# handbrake tivo profile



## tomm1079 (May 10, 2005)

I been looking around for a handbrake profile for tivo. I only found the command line ones here: http://code.google.com/p/streambaby/wiki/video_compatibility

Anyone have ideas what we should use if we are using the GUI interface?


----------



## jcthorne (Jan 28, 2002)

x264, AVC level 4.1 with 4 ref frames. Limit to 720x480 for SD and dvd sources. AC3 5.1 DD audio. Usually passthrough AC3 works fine from DVD source.

If I forgot something, sure someone else will chime in.


----------



## westside_guy (Mar 13, 2005)

Depends on the Tivo. For my TivoHD, I started with the high profile preset, then bumped the Constant Quality RF to 19 (was 20), motion estimation to UMH, Subpixel ME to 9 (was 7), Motion Estimation Range to 32 (was 16). I leave the reference frames and b-frames at 3 - anything above that and I'll start to see occasional AV sync issues; plus the new-ish b-adapt tuning in x264 means large b-frame numbers are no longer useful (according to the x.264 dev).

▶ [Supplied entries]
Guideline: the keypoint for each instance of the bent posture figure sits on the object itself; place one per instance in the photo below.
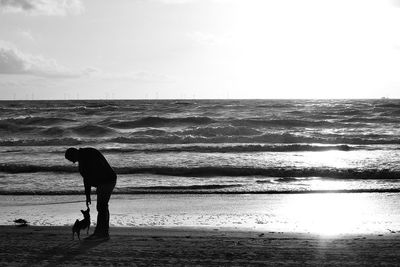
(96, 172)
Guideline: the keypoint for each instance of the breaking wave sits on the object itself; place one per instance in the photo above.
(222, 171)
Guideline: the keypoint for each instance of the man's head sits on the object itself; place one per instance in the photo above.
(72, 154)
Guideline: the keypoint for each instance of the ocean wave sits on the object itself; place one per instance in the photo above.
(44, 121)
(92, 130)
(283, 123)
(236, 148)
(221, 131)
(228, 171)
(160, 121)
(42, 142)
(227, 191)
(154, 136)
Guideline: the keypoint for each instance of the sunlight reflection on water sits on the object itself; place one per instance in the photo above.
(332, 214)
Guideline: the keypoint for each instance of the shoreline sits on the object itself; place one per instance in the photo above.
(326, 213)
(52, 246)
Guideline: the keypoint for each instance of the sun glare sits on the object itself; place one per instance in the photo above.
(328, 214)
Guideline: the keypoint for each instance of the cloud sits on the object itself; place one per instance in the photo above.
(396, 3)
(208, 38)
(42, 7)
(13, 61)
(137, 76)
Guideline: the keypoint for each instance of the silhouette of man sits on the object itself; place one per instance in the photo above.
(96, 172)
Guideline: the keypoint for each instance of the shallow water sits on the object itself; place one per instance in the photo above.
(323, 214)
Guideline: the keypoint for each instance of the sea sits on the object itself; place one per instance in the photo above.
(204, 146)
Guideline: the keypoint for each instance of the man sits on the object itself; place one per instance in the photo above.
(96, 172)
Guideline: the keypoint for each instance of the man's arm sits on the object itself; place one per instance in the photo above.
(88, 188)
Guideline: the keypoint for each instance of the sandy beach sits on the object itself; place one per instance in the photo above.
(52, 246)
(238, 230)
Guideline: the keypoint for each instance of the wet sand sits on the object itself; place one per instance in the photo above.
(52, 246)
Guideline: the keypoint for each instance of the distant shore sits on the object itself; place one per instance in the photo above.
(52, 246)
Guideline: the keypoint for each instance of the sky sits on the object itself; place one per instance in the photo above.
(163, 49)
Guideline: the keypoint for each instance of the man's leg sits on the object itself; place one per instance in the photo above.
(103, 214)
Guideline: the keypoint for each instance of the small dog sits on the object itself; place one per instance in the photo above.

▶ [Written tasks]
1) Copy the HandBrake TiVo thread word for word from "x264, AVC level" up to and including "(Mar 13, 2005)".
2) Write the next part of the forum thread on HandBrake settings for TiVo, picking up after its final sentence.

▶ [Answers for this exercise]
1)
x264, AVC level 4.1 with 4 ref frames. Limit to 720x480 for SD and dvd sources. AC3 5.1 DD audio. Usually passthrough AC3 works fine from DVD source.

If I forgot something, sure someone else will chime in.


----------



## westside_guy (Mar 13, 2005)

2)
Basically when I'm done, the advanced x264 option string is:

b-adapt=2:rc-lookahead=50:me=umh:subq=9:merange=32:analyse=all

On a 3.06GHz i3 iMac (with 4GB RAM) these settings encode roughly in real time - a 2 hour movie takes 2 hours. On an older Core 2 Duo MacBook Pro, these same settings take about 6 hours for that same movie. 

Those command line arguments on the streambaby pages are several years old, and a lot of what they did is apparently unnecessary due to advances in how x264 works by default. Additionally, those recipes were constant bitrate while constant quality is a better choice according to most people.

Oh and set detelecine to default, decomb to default, and anamorphic to "strict" - they used to say "loose" was better, but the handbrake guys seem to have done an about-face. Also, for animated stuff I set the deblocking to 1:1, otherwise I leave it at 0:0.

I usually save two audio tracks - one is the pass-through AC3 track (unchanged obviously), the other is a down-mixed stereo track at 160kbps.


----------



## Joe Siegler (May 10, 2000)

This post is almost four years old now. Anyone have any more recent experience with Roamio boxes?

Tkx.


----------



## jcthorne (Jan 28, 2002)

Joe Siegler said:


> This post is almost four years old now. Anyone have any more recent experience with Roamio boxes?
> 
> Tkx.


Roamio supports up to 1080p video and 640kbps AC-3 audio but not much else has changed.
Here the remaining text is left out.